Copy the rows below, starting with the line that contains "Task: For every instance of the thick" and going on through the line that contains "Task: For every instance of the mountain", and swap "provide one point" for "mark one point" while leaving everything else unchanged. Return only those lines.

____

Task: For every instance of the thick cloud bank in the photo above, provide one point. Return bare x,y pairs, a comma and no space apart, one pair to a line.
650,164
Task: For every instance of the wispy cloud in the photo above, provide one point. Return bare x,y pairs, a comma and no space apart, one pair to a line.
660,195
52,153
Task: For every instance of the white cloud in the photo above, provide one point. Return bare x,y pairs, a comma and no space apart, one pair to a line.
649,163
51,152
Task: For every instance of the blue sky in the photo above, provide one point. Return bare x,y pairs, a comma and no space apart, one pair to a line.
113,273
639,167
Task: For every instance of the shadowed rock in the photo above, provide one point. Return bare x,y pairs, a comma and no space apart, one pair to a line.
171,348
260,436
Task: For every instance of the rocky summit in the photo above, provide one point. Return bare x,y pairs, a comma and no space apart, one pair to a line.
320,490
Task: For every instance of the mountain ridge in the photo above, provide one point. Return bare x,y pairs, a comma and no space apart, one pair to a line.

____

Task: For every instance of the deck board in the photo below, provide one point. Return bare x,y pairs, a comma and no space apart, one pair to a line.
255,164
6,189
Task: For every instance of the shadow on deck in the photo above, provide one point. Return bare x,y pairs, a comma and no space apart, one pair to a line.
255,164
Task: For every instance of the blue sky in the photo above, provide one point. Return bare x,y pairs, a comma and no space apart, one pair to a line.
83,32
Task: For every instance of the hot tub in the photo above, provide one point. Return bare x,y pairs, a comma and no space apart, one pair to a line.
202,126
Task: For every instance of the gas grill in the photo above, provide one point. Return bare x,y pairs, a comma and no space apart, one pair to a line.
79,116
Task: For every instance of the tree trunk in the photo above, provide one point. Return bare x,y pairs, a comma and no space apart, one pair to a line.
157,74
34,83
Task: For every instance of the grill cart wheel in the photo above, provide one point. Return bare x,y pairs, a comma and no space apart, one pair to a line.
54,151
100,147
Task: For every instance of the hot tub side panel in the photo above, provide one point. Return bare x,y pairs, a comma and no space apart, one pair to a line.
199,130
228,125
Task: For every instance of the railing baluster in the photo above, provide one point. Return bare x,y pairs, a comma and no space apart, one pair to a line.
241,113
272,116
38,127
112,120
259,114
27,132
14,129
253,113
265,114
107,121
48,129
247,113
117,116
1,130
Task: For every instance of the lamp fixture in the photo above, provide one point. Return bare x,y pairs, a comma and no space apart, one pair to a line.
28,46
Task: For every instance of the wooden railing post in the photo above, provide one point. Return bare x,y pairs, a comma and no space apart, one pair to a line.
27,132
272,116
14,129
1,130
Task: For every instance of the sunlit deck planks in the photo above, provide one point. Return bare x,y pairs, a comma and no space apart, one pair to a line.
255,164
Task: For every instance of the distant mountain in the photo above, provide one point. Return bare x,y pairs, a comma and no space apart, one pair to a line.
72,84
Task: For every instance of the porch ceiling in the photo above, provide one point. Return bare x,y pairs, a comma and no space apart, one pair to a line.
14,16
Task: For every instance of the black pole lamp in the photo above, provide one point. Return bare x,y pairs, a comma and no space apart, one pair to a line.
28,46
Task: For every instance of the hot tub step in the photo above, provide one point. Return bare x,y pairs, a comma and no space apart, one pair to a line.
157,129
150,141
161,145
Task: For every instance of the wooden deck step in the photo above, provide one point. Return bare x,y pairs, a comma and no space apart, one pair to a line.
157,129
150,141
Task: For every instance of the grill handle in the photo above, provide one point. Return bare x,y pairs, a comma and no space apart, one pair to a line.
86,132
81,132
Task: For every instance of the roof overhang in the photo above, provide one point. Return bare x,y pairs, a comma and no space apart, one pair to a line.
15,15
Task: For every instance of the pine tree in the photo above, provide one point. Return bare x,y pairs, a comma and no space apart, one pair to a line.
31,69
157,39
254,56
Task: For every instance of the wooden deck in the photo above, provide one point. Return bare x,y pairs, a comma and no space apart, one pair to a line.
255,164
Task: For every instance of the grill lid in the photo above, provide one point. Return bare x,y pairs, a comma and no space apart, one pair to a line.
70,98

____

The completed task
Task: For every instance of the thick cloud bank in the photo above, mark one point. Return bare x,y pairs, a comma and no space apart, one pair to a line.
650,164
Task: For every instance of the wispy cloud in the photo above, mark one point. Return bare x,y pairs, a comma and no space apart, one pair to a line.
660,195
52,153
Task: For every instance of the white cloud in the photo above, mark one point. Return bare x,y pairs, a comma and no space apart, one pair to a line.
649,163
51,152
Task: For every instance of the blue sky in the photo above, mark one point. Return bare x,y pairs, a comma and no space apart, one pair to a line.
113,273
639,167
Task: For every instance of the shadowed rock in the photo above, mark one point. Return bare x,y pairs, a comma and no space apart, one pair to a line.
171,348
260,436
Task: For every instance of the rocky summit in the photo above, mark one point. Return bare x,y pairs, a comma and no space apart, one pair to a line.
320,490
Task: For every instance of the mountain ridge in the photo above, mark one point. Return bare x,y pairs, a comma and no space apart, one pair to a line.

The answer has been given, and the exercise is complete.